• **SHORT PROBLEM**:
Continue the forum thread on Heroku's Redis credential roll from the point where it stops.

This incident makes me think that services like Redis should support running with two sets of credentials at once in order to facilitate credential rolling. As it currently stands, rolling credentials is a rather big deal with a chance of things going wrong in the process.
Aside: the text on that page is extremely difficult to read because of poor contrast (#8584B2 on #282936) and might be impossible for people with vision impairment. If anyone from Heroku is reading, you should change the color scheme to be compliant with the W3C Web Content Accessibility Guidelines. See: http://www.snook.ca/technical/colour_contrast/colour.html
I thought the exact same thing, but then I realized that we don’t need Redis to actually support a choice of two passwords for a single account. Rather, clients can be configured with a list of credentials to try. When rolling credentials over, simply add the new ones to the clients’ lists, update the service, then remove the old ones from the clients. Then you can wait hours or days between steps for safety, and there is no time when system reliability is degraded by a service instance being inaccessible.
To your aside: I for one really appreciate Heroku's color scheme. I find high contrast color schemes very fatiguing, and prefer light-ish on dark-ish color schemes like Heroku's. I don't really believe in a universally ideal color scheme. I think we should instead focus on building and supporting tooling to help people adapt content to their needs.
Anyone with serious visual impairments almost certainly already has a user stylesheet installed in their browser of choice.
I am a person with reasonably decent vision who is fatigued by high-contrast color schemes. I greatly appreciate grey-on-black and other such color schemes that make it so I'm not staring into a lightbulb for ten-to-twelve hours a day. (Yes, my monitor brightness is set to a reasonable level. Yes, black on white is still far more fatiguing than white on black.)
Because I so rarely feel compelled to say this: this is a really great post-mortem. It's technical, it's not loaded down with sales-speak, and it's straightforward. I really hope post-mortems like this become more of a trend.
This paragraph reads like a response to the criticism they received a few days ago for scheduling maintenance at 2pm PST:
On June 23rd we performed a credential roll on these Redis servers in our US cloud during a two hour scheduled maintenance window. Because we operate a service used globally, there is a less-than 10% difference in usage between so-called "peak hours" and “non-peak” hours. We scheduled maintenance for this time because it was not a peak time, but moreso because this period has high coverage from relevant engineering teams, should issues arise. By performing maintenance during this period, we were able to react more quickly and muster those teams within seconds.

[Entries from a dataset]
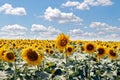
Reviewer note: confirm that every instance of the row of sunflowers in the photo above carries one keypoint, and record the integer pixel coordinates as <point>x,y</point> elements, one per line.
<point>60,59</point>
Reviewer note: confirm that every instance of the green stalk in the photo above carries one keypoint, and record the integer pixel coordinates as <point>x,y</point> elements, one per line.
<point>15,72</point>
<point>89,77</point>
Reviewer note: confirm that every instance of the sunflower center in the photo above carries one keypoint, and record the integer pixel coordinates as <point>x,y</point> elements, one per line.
<point>47,50</point>
<point>69,49</point>
<point>90,47</point>
<point>101,51</point>
<point>32,56</point>
<point>112,53</point>
<point>51,52</point>
<point>63,42</point>
<point>10,56</point>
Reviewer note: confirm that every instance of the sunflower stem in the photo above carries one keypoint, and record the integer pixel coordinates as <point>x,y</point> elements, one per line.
<point>89,77</point>
<point>15,71</point>
<point>75,64</point>
<point>99,68</point>
<point>43,65</point>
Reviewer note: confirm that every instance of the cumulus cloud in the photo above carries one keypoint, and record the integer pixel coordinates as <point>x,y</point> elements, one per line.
<point>43,32</point>
<point>86,4</point>
<point>38,28</point>
<point>9,9</point>
<point>61,17</point>
<point>104,26</point>
<point>13,31</point>
<point>14,27</point>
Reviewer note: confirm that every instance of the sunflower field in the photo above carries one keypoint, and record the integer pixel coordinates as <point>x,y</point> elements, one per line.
<point>59,59</point>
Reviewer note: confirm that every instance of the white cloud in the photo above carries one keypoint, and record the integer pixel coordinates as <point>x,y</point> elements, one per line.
<point>70,3</point>
<point>86,4</point>
<point>61,17</point>
<point>38,28</point>
<point>118,19</point>
<point>104,26</point>
<point>13,31</point>
<point>13,28</point>
<point>8,9</point>
<point>43,32</point>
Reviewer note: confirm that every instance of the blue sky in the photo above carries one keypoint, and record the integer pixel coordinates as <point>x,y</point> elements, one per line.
<point>45,19</point>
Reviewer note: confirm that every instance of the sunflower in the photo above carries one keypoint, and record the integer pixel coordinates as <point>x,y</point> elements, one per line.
<point>47,50</point>
<point>89,47</point>
<point>62,41</point>
<point>69,49</point>
<point>112,54</point>
<point>9,56</point>
<point>31,56</point>
<point>2,51</point>
<point>51,51</point>
<point>101,51</point>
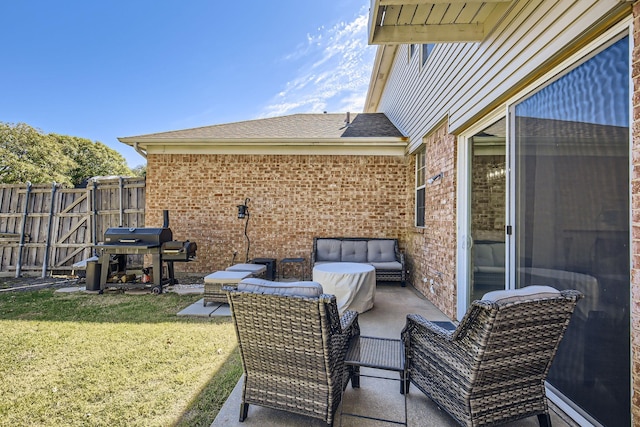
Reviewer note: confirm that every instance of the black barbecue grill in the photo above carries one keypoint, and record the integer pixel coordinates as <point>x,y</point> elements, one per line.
<point>157,242</point>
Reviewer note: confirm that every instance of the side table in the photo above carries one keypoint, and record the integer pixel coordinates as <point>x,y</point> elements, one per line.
<point>214,282</point>
<point>377,353</point>
<point>299,261</point>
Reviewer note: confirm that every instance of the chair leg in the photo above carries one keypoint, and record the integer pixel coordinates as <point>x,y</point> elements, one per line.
<point>404,383</point>
<point>544,420</point>
<point>244,410</point>
<point>355,377</point>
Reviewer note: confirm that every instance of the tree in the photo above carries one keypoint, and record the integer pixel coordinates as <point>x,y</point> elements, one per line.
<point>91,159</point>
<point>27,154</point>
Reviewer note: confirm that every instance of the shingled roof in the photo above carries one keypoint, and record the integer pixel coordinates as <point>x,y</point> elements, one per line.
<point>296,126</point>
<point>306,132</point>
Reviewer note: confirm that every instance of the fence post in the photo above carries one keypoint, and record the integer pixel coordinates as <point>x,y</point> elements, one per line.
<point>23,229</point>
<point>47,246</point>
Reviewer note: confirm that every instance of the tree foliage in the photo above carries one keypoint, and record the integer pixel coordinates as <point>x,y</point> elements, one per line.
<point>27,154</point>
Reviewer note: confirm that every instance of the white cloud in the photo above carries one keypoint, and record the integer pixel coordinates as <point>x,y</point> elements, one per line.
<point>334,67</point>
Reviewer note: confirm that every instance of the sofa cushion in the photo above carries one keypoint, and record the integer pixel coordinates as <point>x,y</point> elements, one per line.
<point>354,251</point>
<point>381,251</point>
<point>522,294</point>
<point>328,250</point>
<point>267,287</point>
<point>394,265</point>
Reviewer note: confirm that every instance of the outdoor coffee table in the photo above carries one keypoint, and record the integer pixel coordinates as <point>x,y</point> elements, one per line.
<point>353,284</point>
<point>378,353</point>
<point>214,282</point>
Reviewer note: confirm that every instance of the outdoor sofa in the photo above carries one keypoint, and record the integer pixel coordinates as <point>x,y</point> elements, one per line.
<point>382,253</point>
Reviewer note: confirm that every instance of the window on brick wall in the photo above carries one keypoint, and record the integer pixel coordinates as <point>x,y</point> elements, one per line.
<point>420,185</point>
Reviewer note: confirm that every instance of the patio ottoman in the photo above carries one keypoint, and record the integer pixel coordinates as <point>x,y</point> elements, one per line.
<point>214,282</point>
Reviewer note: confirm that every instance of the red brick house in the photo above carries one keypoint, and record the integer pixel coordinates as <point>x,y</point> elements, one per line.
<point>306,175</point>
<point>498,136</point>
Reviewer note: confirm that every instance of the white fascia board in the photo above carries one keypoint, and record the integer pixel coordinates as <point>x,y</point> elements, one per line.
<point>345,146</point>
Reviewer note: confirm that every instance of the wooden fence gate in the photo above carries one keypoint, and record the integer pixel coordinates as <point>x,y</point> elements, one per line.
<point>46,228</point>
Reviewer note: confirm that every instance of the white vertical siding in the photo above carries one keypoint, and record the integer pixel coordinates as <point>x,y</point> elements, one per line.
<point>462,80</point>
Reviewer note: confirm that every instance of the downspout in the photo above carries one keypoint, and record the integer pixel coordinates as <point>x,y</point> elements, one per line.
<point>47,246</point>
<point>94,213</point>
<point>121,188</point>
<point>23,229</point>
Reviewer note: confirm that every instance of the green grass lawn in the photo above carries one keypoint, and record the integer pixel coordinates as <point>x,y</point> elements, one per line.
<point>78,359</point>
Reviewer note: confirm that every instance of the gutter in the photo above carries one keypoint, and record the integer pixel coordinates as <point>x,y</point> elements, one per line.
<point>139,150</point>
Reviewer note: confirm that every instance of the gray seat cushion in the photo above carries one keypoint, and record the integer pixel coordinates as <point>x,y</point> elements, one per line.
<point>395,265</point>
<point>523,294</point>
<point>381,251</point>
<point>261,286</point>
<point>328,250</point>
<point>354,251</point>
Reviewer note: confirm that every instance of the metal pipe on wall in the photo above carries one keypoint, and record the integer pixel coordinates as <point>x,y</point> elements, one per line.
<point>47,246</point>
<point>23,229</point>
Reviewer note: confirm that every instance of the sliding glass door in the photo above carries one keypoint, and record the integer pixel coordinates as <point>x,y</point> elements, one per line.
<point>570,171</point>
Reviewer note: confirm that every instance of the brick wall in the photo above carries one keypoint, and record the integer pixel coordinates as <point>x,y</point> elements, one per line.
<point>488,197</point>
<point>635,215</point>
<point>292,199</point>
<point>431,251</point>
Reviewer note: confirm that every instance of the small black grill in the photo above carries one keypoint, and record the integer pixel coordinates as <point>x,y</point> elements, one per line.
<point>157,242</point>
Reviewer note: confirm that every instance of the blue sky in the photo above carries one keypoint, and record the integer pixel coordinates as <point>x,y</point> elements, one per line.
<point>111,68</point>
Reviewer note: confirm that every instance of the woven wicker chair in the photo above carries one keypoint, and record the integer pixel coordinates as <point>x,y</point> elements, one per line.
<point>292,347</point>
<point>491,369</point>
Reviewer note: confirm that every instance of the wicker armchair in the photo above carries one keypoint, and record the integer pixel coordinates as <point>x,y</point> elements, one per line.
<point>293,343</point>
<point>491,369</point>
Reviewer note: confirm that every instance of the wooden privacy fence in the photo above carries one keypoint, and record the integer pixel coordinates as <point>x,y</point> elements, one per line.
<point>47,228</point>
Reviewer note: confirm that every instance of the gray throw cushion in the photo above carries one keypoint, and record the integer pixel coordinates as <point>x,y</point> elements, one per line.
<point>328,250</point>
<point>261,286</point>
<point>354,251</point>
<point>522,294</point>
<point>381,251</point>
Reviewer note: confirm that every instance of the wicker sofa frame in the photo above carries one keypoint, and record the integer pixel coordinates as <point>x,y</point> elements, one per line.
<point>382,274</point>
<point>293,350</point>
<point>492,368</point>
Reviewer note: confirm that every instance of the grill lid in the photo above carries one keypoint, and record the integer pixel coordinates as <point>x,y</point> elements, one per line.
<point>137,236</point>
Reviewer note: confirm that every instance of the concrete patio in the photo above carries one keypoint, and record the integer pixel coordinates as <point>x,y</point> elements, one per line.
<point>377,398</point>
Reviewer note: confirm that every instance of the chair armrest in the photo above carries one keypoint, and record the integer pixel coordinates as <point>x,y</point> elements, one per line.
<point>416,321</point>
<point>349,323</point>
<point>434,352</point>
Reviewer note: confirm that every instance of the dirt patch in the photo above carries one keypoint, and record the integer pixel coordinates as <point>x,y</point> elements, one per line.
<point>34,283</point>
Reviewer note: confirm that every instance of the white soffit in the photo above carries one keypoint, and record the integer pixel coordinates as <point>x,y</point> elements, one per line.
<point>435,21</point>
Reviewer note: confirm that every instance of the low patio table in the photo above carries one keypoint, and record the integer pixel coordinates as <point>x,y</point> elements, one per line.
<point>378,353</point>
<point>353,284</point>
<point>214,282</point>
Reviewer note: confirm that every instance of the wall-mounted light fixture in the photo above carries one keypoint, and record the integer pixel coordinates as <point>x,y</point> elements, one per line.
<point>243,211</point>
<point>435,178</point>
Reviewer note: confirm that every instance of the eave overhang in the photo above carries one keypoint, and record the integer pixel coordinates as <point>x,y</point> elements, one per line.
<point>435,21</point>
<point>387,146</point>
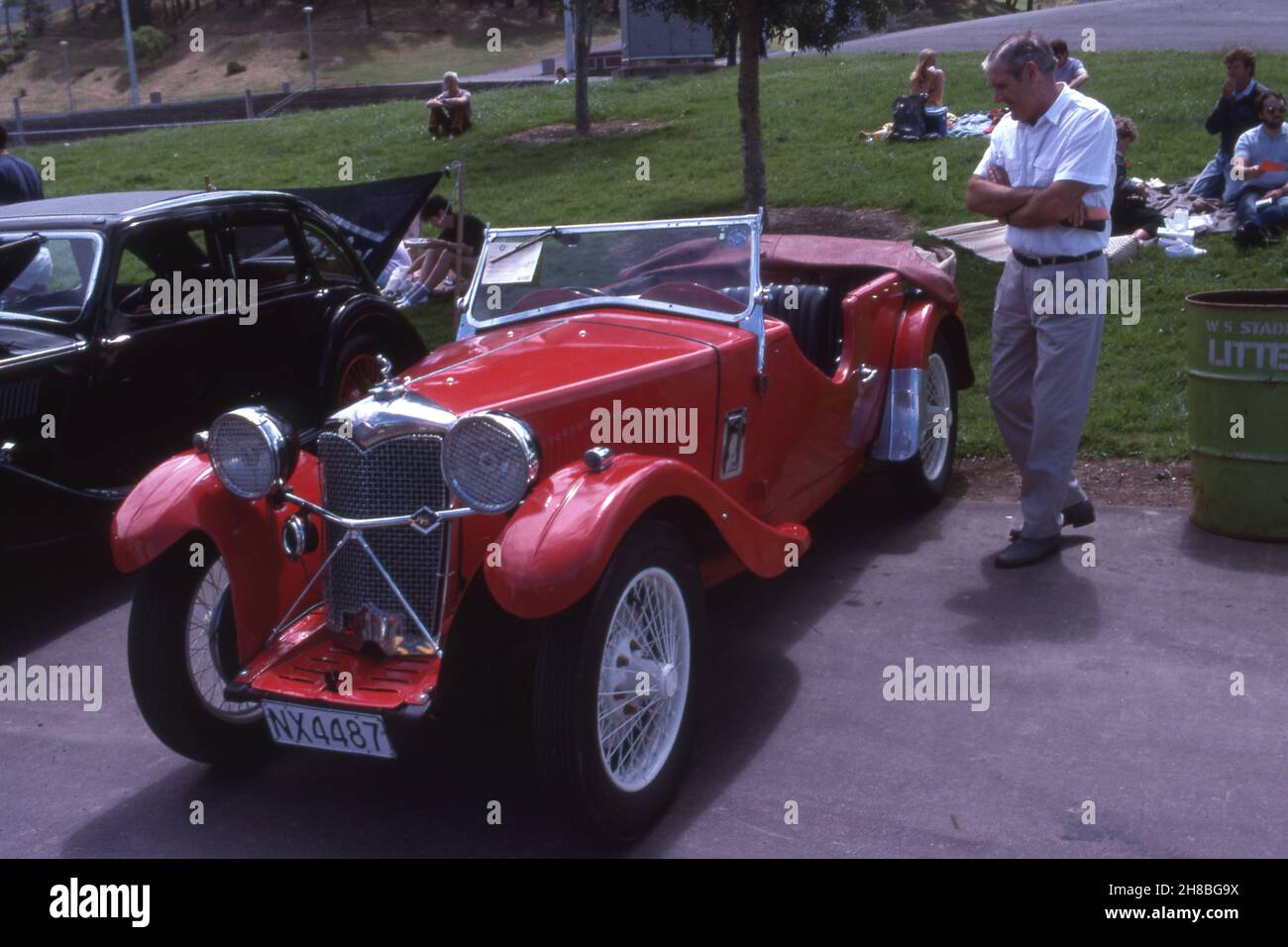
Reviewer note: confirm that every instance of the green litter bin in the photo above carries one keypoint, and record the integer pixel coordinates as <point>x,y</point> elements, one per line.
<point>1236,360</point>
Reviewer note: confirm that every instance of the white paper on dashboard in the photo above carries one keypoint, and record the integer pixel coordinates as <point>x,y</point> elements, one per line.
<point>516,265</point>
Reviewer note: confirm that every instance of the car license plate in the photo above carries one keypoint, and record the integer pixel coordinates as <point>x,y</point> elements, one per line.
<point>338,731</point>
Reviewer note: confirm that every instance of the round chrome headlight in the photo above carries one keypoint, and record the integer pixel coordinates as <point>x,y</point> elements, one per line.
<point>250,450</point>
<point>489,460</point>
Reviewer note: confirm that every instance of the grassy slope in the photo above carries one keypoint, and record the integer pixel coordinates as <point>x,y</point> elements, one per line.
<point>811,108</point>
<point>412,42</point>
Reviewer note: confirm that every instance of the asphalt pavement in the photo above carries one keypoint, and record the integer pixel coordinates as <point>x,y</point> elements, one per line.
<point>1108,684</point>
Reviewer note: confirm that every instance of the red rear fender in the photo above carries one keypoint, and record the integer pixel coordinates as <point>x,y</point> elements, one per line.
<point>558,544</point>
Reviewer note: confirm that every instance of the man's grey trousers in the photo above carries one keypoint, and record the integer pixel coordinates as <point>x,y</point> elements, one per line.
<point>1043,368</point>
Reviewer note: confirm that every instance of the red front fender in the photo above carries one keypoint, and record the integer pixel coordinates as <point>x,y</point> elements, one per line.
<point>554,549</point>
<point>181,496</point>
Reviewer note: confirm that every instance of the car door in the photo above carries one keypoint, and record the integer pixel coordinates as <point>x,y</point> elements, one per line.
<point>170,347</point>
<point>270,263</point>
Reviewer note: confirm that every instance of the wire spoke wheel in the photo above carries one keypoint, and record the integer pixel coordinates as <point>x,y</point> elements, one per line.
<point>211,646</point>
<point>360,373</point>
<point>643,680</point>
<point>936,415</point>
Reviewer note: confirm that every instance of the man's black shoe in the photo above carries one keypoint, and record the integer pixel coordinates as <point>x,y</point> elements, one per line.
<point>1025,552</point>
<point>1076,514</point>
<point>1250,235</point>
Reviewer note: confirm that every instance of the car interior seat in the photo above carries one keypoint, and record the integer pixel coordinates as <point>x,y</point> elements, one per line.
<point>814,321</point>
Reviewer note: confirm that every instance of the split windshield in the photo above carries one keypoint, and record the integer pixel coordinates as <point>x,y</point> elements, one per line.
<point>691,266</point>
<point>56,279</point>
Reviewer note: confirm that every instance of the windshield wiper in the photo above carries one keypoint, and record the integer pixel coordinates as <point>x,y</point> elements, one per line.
<point>549,232</point>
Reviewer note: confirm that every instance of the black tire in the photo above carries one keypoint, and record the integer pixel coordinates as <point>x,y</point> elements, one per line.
<point>566,692</point>
<point>160,673</point>
<point>356,350</point>
<point>913,484</point>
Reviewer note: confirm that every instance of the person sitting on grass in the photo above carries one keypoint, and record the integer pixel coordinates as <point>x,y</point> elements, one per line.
<point>1261,162</point>
<point>450,111</point>
<point>1129,214</point>
<point>1068,69</point>
<point>1235,112</point>
<point>429,269</point>
<point>927,78</point>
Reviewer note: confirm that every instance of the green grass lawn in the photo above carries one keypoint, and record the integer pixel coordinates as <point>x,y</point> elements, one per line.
<point>811,108</point>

• **WRITTEN RESPONSE**:
So, doing maintenance on US servers, on a Friday, during a timeframe when the US is getting off work is not a peak period of time for those servers? That sounds a bit like using numbers to lie, or at least minimalize the impact.
I can see how it might have been a lull when considering all Heroku instances (since most of Europe is headed off to bed), but I have the feeling this was not the case for the US servers. I could certainly be wrong, since I'm just speculating, but it just seems fishy.
Heroku only has two regions, Europe and US. Many applications not targetting the American market are still hosted on the US region. For instance, I live in Japan, and all the heroku applications I know of are hosted in the US region. Additionally, as I understand it, most of Heroku's resources are used by a small number of large, international services, who's usage times don't necessarily correspond to USA hours.
> We are reviewing our internal processes to ensure that communication between groups is more effective, so that we can better inform our customers when situations occur.
I see this as the only contentious point raised by some of their users. They are doing an outstanding job already at dealing with a large infrastructure running a wide range of heterogeneous applications. They likely run updates on their infrastructure on a regular basis, without anybody noticing.
However, if you're selling me on the promise of taking care of infrastructure for me, you can't under-deliver on communicating as soon as st hits the fan.
I've been developing a Node site that is currently running on Heroku. This happened the first day after launch, and to say the least my blood pressure was through the roof all day. I was terrified if something went wrong, we would be dead in the water. I don't think I would deal with them again (if I had the chance).
I am curious as to why they were relying on rolling Redis credentials at all since they would have needed to pre-arrange a secure channel for Redis traffic anyway.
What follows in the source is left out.